[Referring expression pointing data]

_ _ _ _ _ _ _

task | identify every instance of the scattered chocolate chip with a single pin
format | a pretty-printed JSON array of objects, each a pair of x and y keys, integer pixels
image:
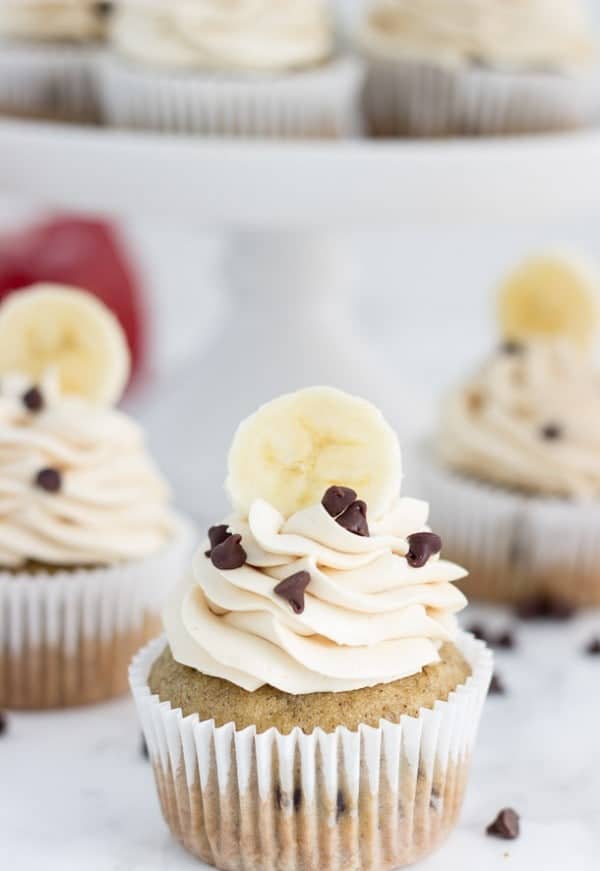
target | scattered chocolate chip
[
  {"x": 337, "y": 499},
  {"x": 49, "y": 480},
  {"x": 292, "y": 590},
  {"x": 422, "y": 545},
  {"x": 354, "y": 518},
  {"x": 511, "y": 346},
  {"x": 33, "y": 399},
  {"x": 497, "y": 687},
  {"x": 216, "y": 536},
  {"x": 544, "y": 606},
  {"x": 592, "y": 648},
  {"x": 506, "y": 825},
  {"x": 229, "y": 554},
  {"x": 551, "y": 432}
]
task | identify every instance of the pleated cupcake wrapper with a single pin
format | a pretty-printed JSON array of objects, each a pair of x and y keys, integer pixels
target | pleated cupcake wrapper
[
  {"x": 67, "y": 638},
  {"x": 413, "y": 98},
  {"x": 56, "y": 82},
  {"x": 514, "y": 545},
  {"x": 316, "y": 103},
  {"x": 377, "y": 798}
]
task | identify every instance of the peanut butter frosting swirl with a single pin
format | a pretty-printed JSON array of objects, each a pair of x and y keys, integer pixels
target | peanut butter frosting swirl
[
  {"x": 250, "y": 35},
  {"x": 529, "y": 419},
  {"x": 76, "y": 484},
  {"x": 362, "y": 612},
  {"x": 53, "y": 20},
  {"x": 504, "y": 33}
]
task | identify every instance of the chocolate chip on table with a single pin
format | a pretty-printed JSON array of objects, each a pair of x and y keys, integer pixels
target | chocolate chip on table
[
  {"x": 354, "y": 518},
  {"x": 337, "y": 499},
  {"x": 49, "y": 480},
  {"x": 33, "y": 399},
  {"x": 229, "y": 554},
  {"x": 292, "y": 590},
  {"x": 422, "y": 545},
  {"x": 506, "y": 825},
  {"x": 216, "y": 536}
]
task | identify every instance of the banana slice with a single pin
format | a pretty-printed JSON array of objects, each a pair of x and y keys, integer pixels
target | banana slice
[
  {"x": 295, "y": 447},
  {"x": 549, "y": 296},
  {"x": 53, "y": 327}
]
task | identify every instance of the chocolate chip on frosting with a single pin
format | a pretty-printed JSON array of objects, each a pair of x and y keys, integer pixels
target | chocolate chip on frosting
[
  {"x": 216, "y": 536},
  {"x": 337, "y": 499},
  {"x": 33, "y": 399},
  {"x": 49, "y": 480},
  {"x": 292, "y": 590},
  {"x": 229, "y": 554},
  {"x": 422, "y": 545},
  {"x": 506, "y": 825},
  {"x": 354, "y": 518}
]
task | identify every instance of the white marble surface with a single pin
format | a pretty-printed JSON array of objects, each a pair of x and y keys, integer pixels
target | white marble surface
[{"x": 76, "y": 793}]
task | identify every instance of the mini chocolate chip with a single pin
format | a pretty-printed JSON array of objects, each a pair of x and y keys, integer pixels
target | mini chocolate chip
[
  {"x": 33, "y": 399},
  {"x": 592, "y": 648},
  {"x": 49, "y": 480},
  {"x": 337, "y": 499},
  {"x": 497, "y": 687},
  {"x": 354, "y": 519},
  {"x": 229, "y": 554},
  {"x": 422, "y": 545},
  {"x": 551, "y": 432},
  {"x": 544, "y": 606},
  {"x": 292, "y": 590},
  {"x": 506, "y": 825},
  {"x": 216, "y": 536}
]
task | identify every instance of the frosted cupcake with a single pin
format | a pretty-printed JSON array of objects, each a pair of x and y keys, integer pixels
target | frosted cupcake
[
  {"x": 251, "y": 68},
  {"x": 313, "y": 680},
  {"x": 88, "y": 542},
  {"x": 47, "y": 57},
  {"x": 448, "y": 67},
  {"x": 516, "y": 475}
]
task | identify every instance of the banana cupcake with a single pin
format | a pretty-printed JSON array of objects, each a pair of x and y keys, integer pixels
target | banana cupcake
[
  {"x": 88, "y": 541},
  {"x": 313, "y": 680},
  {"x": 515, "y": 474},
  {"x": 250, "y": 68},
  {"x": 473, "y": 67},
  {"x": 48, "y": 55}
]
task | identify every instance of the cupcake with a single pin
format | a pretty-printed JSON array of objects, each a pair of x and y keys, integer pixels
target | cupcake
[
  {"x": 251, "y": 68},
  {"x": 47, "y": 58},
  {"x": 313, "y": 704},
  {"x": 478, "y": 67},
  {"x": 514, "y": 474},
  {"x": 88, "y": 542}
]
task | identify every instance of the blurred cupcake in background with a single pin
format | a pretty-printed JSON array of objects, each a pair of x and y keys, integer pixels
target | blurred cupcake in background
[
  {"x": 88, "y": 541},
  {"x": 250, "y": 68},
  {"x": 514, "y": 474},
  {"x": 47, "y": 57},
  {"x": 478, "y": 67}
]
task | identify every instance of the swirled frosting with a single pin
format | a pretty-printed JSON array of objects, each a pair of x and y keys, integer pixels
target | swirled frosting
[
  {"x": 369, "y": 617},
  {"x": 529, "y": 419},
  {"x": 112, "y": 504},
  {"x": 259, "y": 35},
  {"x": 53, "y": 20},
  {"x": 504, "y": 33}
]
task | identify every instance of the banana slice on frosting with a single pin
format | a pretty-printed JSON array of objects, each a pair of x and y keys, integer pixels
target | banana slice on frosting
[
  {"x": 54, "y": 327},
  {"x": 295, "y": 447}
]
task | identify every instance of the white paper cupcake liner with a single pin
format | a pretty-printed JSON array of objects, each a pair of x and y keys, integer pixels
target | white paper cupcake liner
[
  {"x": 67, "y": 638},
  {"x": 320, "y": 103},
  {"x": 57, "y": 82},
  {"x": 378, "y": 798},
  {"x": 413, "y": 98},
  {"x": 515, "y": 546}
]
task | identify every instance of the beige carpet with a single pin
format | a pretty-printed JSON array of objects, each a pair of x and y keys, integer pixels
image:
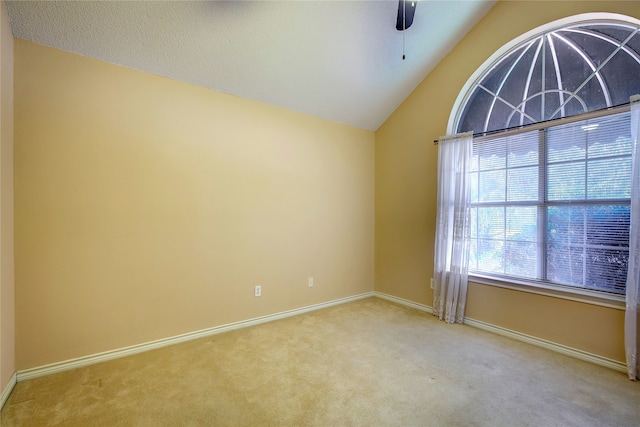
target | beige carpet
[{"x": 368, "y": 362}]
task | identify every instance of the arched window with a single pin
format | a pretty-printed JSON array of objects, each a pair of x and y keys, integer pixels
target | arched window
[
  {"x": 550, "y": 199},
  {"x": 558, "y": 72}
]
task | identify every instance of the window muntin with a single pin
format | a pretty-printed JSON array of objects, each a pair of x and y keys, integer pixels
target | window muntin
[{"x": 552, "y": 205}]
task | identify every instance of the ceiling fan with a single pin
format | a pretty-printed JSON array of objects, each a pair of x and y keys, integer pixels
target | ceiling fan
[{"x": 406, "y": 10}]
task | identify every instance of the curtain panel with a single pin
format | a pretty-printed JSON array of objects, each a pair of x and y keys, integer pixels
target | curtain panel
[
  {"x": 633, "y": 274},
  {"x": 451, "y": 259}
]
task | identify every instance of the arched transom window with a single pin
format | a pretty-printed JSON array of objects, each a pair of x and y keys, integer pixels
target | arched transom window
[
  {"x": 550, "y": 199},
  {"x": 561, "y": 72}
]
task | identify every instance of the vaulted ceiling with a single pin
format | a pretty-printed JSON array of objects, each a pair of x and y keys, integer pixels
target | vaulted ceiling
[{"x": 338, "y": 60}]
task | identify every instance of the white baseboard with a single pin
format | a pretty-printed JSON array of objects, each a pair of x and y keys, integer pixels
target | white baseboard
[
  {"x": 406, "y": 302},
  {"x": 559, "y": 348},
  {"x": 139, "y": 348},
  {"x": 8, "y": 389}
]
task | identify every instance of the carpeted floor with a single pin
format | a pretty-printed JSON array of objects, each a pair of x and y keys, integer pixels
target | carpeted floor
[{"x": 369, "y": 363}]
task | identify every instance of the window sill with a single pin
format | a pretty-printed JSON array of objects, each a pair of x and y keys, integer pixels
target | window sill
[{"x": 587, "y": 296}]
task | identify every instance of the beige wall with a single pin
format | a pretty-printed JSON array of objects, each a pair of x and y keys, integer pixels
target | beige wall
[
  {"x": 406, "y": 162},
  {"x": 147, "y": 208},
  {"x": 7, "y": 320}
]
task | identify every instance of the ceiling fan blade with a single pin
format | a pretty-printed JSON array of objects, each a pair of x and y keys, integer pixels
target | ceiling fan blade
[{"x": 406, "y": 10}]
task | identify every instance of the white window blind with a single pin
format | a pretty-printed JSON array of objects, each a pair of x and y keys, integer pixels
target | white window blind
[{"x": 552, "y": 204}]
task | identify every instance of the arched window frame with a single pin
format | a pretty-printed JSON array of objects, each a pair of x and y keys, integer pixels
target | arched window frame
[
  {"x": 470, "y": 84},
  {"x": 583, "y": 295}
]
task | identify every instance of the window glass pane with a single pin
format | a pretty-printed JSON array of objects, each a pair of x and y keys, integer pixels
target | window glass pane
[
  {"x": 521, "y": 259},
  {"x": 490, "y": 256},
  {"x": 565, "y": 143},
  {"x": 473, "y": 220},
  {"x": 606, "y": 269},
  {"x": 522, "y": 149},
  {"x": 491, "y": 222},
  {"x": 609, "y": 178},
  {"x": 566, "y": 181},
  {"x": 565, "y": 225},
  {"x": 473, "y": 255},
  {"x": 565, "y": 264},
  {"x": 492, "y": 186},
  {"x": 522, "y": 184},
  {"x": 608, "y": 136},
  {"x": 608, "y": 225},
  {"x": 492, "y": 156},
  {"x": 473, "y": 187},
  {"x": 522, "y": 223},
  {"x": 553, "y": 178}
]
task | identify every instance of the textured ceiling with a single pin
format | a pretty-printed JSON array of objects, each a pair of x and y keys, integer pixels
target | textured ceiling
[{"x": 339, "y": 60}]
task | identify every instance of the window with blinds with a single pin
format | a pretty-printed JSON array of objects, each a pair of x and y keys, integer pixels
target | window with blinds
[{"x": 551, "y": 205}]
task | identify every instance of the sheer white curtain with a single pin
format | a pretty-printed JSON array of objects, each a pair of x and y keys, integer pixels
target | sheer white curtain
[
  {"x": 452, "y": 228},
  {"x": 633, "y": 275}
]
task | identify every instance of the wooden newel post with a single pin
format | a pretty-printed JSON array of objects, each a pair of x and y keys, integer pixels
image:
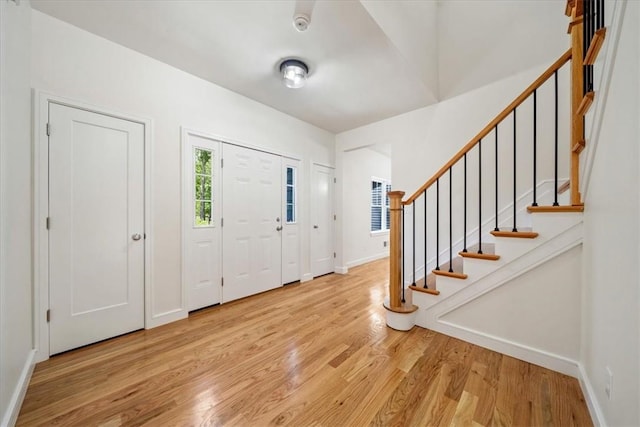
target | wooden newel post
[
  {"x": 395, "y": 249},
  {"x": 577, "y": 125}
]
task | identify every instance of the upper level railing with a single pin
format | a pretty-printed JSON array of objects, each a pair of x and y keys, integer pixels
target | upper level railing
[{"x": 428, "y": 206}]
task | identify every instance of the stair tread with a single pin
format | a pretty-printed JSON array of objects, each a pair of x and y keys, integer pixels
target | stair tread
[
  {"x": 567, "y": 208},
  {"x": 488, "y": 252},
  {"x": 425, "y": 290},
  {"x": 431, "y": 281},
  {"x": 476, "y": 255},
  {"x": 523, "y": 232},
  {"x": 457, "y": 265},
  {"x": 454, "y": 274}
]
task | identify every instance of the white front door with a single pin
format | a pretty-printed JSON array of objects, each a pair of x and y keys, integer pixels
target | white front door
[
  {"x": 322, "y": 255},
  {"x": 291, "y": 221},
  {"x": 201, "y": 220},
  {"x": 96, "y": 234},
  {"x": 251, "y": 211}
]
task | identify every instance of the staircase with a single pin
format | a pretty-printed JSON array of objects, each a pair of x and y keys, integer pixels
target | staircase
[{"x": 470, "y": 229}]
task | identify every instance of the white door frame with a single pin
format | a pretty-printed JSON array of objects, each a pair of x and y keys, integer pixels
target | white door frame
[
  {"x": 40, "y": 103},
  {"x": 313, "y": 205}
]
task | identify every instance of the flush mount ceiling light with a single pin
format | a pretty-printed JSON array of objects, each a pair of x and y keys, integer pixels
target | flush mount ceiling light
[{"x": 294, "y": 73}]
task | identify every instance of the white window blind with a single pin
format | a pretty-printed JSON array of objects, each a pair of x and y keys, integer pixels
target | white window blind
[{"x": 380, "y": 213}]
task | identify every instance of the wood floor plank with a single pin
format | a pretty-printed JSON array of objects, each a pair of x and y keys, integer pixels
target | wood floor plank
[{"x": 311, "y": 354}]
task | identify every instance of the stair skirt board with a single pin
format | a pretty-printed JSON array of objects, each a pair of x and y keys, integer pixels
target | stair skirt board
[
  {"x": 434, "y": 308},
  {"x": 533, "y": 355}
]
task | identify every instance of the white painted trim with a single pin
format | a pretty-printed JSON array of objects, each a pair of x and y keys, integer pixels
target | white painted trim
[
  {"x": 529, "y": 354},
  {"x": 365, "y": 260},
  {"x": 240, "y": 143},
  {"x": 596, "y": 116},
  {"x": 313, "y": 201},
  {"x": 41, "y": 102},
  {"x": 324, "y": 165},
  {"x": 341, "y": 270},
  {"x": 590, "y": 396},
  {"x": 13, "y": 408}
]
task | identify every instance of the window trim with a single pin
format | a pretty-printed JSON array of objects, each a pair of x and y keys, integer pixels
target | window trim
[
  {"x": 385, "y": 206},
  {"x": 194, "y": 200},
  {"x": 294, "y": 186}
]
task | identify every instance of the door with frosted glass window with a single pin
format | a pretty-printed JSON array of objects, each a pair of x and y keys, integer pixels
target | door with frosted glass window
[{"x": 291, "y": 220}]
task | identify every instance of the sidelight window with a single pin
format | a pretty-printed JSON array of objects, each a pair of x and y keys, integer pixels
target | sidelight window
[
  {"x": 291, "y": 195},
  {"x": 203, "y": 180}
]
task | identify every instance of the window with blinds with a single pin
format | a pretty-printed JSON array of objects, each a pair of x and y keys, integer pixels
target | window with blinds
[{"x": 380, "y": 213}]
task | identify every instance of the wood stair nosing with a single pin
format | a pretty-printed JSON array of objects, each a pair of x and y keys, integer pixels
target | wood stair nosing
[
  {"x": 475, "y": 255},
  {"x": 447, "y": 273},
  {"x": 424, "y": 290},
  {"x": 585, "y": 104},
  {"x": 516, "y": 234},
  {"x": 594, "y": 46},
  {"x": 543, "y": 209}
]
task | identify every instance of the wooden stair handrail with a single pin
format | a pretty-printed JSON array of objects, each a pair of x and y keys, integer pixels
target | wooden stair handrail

_ _ _ _ _ _ _

→ Required action
Count the lines of the data that contain the word "handrail", and give only that number.

→ Task solution
2